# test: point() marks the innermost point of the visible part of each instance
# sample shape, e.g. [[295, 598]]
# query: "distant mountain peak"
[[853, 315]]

---

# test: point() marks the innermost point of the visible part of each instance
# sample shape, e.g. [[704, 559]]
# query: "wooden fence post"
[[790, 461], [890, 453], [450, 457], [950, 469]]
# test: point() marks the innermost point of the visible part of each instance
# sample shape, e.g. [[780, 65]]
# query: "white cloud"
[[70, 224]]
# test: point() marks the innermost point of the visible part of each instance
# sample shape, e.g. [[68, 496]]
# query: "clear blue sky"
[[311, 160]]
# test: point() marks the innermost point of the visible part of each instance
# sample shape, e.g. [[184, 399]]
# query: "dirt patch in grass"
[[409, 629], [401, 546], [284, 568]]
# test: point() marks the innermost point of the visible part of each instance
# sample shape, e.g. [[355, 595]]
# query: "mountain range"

PROBLEM TO SOLVE: Read the entries and show each line that mentions "sample".

ANSWER SPACE:
# sample shape, e.g. [[295, 598]]
# sample shape, e.g. [[704, 559]]
# sample shape, e.g. [[780, 65]]
# sample shape, e.g. [[68, 496]]
# sample shape, e.g. [[184, 399]]
# sample shape, e.g. [[355, 595]]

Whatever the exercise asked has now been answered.